* [PROVIDED TEXT]:
They can manufacture their own antimatter. They’ve got over a thousand people living aboard, so they don’t struggle quite so badly if they lose a few of them to space wedgies - there are always going to be replacements available who aren’t cantankerous holograms. Must feel nice for the crew, to be so expendable.
If they did somehow suffer from an energy crisis and needed to grow their own food, the ship started out with at least one hydroponics lab (mentioned in “Disaster”), so they wouldn’t need a Space Pixie to come along and put a handful of plants on five shelves in a cargo bay. They also had at least one bloody arboretum:
“Look ma! SPACE LAWN!
If they needed more than that, they had cargo bays coming out of their arses.
There’s also the tactical situation to think about. Remember that initial fight with the Kazon next to the Caretaker’s array? Voyager’s crew needed to throw an entire actual starship at the Kazon Predator that turned up to fuck up their day. They just didn’t have enough firepower to take it down.
The Galaxy, on the other hand, was the closest thing Starfleet had to a battleship - just those main phaser arrays on her saucer outclassed anything Voyager had access to. She was a beast. She’d be taking that Kazon monstrosity out by herself, without even needing to put Deanna Troi at the helm so that she could crash into it. They might even have been able to hold the Caretaker’s array for long enough to send themselves home right at the start, leaving some time-delayed photon torpedoes behind if they absolutely must exploderise the thing. And they had dozens of scientific laboratories, with a university’s-worth of scientists staffing them, to help them figure out how it worked.
In part thanks to her “fuck off by yourself for a few years and don’t come back until you learn something interesting” design ethos, the Galaxy was heavily shielded and well-armed. She had to be, because you never know what kind of nasty alien of the week you might encounter on your travels, and it’s not like you could call for reinforcements when you’re gallivanting around beyond the fringes of known space. Shit, her sheer size could be enough to deter some would-be attackers.
She was slower than Voyager, yes. Considerably so. If you pitted the Galaxy and Intrepid against each other in a drag race, the Intrepid would win without much of an issue, unless the Galaxy cheated and used a tractor beam on her. We’re not talking about a drag race here, though; we’re talking about a marathon. And there, the Galaxy-class’ fuel tanks are almost as big as an entire Intrepid-class starship, and it can make more fuel on-the-move. She’s the tortoise, Voyager’s the hare.
Long story short, if you’re involuntarily embarking upon a long voyage, you really want to be aboard a Galaxy-class starship if you can. That’s what they were built for. That’s what they were designed to do. No other type of starship in Starfleet was more up to the challenge of a trek across the Delta Quadrant without support than the venerable Galaxy. Upon being stranded in the Delta Quadrant, the captain of the ol’ NCC-70637 could just aim for Earth, engage the warp drive, and fuck off without stopping for ages.

* [ENTRIES SUPPLIED]:
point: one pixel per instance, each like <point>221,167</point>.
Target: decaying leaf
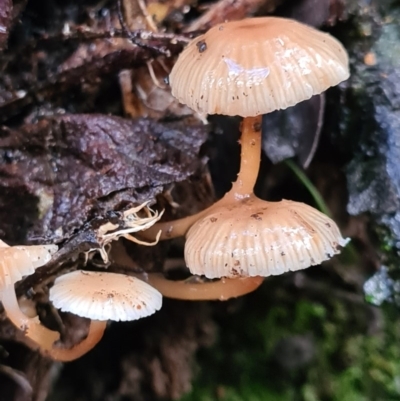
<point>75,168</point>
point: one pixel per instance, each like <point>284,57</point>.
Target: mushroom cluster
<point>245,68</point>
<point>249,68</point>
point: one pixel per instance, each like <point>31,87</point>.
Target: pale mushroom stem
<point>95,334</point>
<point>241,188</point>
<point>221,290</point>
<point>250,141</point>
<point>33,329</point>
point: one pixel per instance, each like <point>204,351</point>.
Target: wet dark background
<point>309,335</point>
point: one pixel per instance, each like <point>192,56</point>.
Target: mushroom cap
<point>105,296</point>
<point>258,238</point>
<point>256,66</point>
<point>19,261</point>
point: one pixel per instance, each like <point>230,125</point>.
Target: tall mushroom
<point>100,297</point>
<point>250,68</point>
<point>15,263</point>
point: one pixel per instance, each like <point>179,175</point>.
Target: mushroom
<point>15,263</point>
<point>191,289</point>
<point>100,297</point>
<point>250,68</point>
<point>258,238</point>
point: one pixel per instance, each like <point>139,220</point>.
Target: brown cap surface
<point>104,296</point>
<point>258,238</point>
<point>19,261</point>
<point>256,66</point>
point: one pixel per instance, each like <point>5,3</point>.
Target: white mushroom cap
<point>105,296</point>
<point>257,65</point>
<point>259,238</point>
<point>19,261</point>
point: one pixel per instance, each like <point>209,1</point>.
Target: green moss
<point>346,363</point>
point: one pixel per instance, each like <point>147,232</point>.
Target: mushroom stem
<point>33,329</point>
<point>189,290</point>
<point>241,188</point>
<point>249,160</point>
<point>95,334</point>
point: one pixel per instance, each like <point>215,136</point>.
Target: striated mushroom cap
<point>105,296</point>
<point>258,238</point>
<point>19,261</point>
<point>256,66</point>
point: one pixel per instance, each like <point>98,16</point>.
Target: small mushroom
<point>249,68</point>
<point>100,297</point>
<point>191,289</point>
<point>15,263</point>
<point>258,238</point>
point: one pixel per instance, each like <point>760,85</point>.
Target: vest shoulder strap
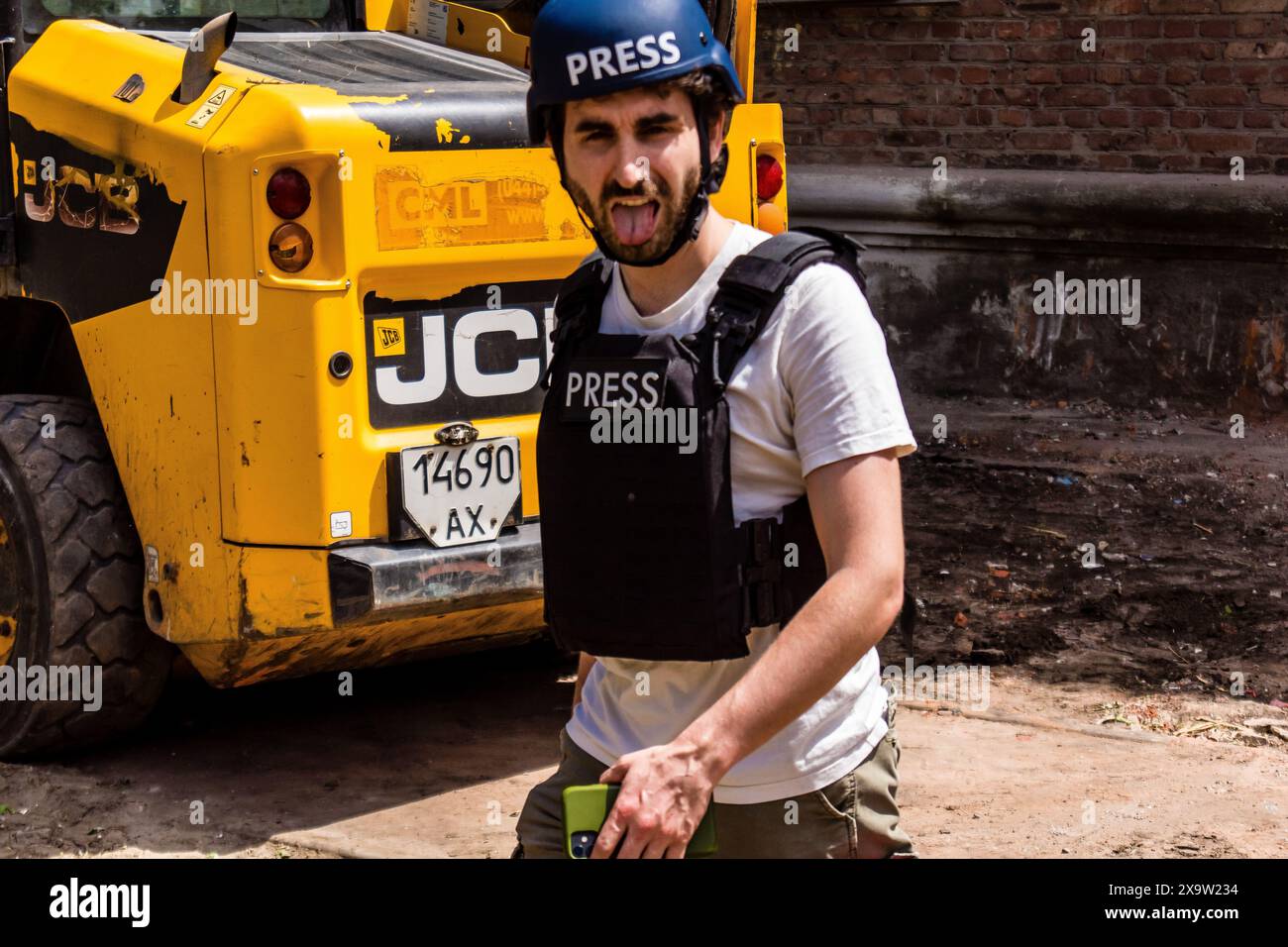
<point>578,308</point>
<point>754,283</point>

...

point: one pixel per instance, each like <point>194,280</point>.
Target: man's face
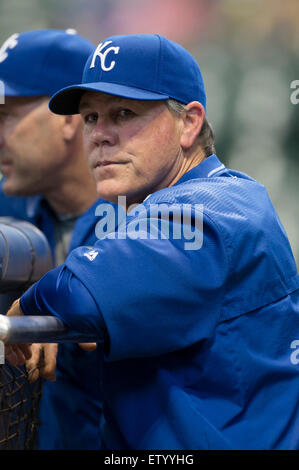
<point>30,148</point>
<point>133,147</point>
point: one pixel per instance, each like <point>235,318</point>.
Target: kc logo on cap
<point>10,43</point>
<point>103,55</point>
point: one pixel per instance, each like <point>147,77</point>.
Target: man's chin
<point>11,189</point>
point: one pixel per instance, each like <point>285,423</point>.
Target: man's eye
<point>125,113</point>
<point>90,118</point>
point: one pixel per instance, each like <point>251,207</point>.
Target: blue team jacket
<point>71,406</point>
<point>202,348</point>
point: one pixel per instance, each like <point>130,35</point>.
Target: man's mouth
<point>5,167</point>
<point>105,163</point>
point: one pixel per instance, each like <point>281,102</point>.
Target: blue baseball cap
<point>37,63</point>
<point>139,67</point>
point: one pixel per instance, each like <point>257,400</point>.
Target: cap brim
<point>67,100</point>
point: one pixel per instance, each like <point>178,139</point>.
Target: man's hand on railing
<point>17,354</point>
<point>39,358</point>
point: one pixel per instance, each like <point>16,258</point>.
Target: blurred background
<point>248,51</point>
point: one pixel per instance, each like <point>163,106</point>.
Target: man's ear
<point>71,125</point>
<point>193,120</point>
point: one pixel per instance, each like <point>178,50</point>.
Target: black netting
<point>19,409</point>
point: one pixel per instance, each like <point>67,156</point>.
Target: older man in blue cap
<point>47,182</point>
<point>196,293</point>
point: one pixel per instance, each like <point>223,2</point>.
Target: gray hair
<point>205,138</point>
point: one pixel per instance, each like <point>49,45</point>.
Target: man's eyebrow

* [PROMPT 1]: In the Star Trek piece, shorten the paragraph that begins "She was slower than Voyager" to two or three sentences and keep its main facts.
* [PROMPT 2]:
Answer these questions from the Star Trek piece:
(a) Which episode mentions the hydroponics lab?
(b) What did Voyager's crew have to throw at the Kazon Predator?
(c) What registry number does the last paragraph give for the ship?
* [PROMPT 3]: Pick up the Star Trek piece after its last sentence and write one more paragraph in the same voice.
The listing isn't needed for this work.

* [EXERCISE ANSWER 1]: The Galaxy was much slower than Voyager, and the Intrepid class would easily win a drag race unless the Galaxy used a tractor beam on her. A long voyage is a marathon, though, and the Galaxy-class fuel tanks are almost as big as a whole Intrepid-class ship, and she can make more fuel on the move. She is the tortoise and Voyager is the hare.

* [EXERCISE ANSWER 2]:
(a) "Disaster."
(b) An entire actual starship.
(c) NCC-70637.

* [EXERCISE ANSWER 3]:
And therein lies the problem.
One of the reasons Voyager got home so quickly was because they kept stopping for supplies and to investigate shit, just in case they found a new way of producing energy or something. If you don’t need to do that, because you can just fly off and maintain cruising speed for a good chunk of your remaining lifespan, then you’re not as likely to find the myriad short-cuts that the crew of Voyager fell face-first into on a nigh-weekly basis.
Would the captain of the Galaxy maintain Janeway’s attitude of “let’s stop every five minutes and poke that space anomaly with a stick, just in case a new warp core falls out”, if s/he had no real reason to stop for supplies? I’m not sure. Yes, that’s the Starfleet way of doing things, but the Galaxy would have sweet and innocent children aboard too. If you had children aboard your ship, and you were lost in deep space with no chance of rescue, and you didn’t need to stop for some dangerous adventures, would you still stop and have some dangerous adventures every week?
Captain Baldilocks was a renowned explorer, but his attitude in “Where No One Has Gone Before” seemed to sum up what most captains would probably do in such a situation. The Enterprise was lost in the middle of fuck-knows-where thanks to Kosinski and the Traveller dicking around with the warp drive, and Baldilocks was desperately trying to get the Enterprise back home. Kosinski suggested that they stop panicking quite so much and avail themselves of the exploratory opportunities, to which Picard answered, “and we report our observations how? To whom?”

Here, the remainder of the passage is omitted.